-- WHAT THIS TASK INVOLVES --
Repeat the whole listing exactly, leaving nothing out.

^^^^^^^^^^^^^^^^

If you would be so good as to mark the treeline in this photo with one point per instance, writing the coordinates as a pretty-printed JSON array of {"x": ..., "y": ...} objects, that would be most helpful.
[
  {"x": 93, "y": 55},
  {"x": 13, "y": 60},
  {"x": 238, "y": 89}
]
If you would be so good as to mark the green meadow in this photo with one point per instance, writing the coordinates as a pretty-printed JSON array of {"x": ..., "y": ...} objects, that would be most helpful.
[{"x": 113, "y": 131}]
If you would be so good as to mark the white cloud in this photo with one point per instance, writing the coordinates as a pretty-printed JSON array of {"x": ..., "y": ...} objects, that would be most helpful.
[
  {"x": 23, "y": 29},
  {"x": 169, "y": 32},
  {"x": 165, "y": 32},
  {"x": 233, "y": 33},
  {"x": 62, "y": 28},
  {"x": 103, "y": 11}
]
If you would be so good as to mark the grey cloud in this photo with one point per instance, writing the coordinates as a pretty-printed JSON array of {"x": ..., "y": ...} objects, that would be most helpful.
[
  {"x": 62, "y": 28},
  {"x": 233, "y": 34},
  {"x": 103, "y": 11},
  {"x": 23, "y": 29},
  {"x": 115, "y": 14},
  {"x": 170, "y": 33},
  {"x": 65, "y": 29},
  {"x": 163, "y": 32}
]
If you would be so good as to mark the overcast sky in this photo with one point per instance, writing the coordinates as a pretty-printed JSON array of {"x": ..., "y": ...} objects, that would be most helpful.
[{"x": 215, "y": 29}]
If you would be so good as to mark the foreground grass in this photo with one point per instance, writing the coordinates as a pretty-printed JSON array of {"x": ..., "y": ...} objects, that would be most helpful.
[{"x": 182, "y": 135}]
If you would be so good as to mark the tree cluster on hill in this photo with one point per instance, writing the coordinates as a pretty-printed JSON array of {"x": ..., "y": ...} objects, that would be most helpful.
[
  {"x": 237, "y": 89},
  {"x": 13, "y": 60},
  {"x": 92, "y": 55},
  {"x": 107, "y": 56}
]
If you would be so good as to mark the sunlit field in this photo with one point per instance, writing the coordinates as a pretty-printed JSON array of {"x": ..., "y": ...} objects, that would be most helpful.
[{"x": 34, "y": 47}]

^^^^^^^^^^^^^^^^

-- REPLY --
If you would be so good as to mark the treeline in this photo with one point per instance, writing the coordinates as a pretty-printed JSON array of {"x": ..., "y": ...} objects, that would be most helpful.
[
  {"x": 93, "y": 55},
  {"x": 13, "y": 60},
  {"x": 238, "y": 89}
]
If you would be so good as to mark the green meadow in this photo with one point per instance, writing the coordinates as a pretty-printed JSON array of {"x": ..., "y": ...} objects, that would be most helpful.
[{"x": 113, "y": 131}]
If you would be so good as to mark the white cloud in this photo with one point per instance, writing the coordinates as a pretty-printed JSON array of {"x": ..., "y": ...} objects, that would be most helpful.
[
  {"x": 23, "y": 29},
  {"x": 169, "y": 32},
  {"x": 165, "y": 32},
  {"x": 233, "y": 33},
  {"x": 62, "y": 28},
  {"x": 103, "y": 11}
]
If you would be so good as to mark the grey cloud in this photo with one point per instance, writing the coordinates as a pretty-printed JSON array of {"x": ..., "y": ...} objects, that would be most helpful.
[
  {"x": 62, "y": 28},
  {"x": 233, "y": 34},
  {"x": 103, "y": 11},
  {"x": 23, "y": 29},
  {"x": 115, "y": 14},
  {"x": 170, "y": 33},
  {"x": 65, "y": 29},
  {"x": 163, "y": 32}
]
If you would be so good as to mark the overcast sky in this photo with one point per instance, writing the coordinates as a pretty-printed JSON array of {"x": ..., "y": ...} objects, that would be most helpful.
[{"x": 215, "y": 29}]
If you would be so good as to mark the foreground grass in this photo with one point per instance, writing the coordinates as a pretty-printed JSON array of {"x": ..., "y": ...} objects, that would be most helpful.
[{"x": 182, "y": 135}]
If you would be so good as to mark the tree cluster on hill in this photo with one point per instance, writing the coordinates as a pretty-printed JSON array of {"x": ..., "y": ...} objects, that would be most helpful.
[
  {"x": 237, "y": 89},
  {"x": 13, "y": 60},
  {"x": 92, "y": 55},
  {"x": 107, "y": 56}
]
If you would be so good as to mark the sunlit field in this photo with one point per instance, writing the coordinates as a pretty-printed JSON array of {"x": ..., "y": ...} objects, that would be most helpful.
[{"x": 34, "y": 47}]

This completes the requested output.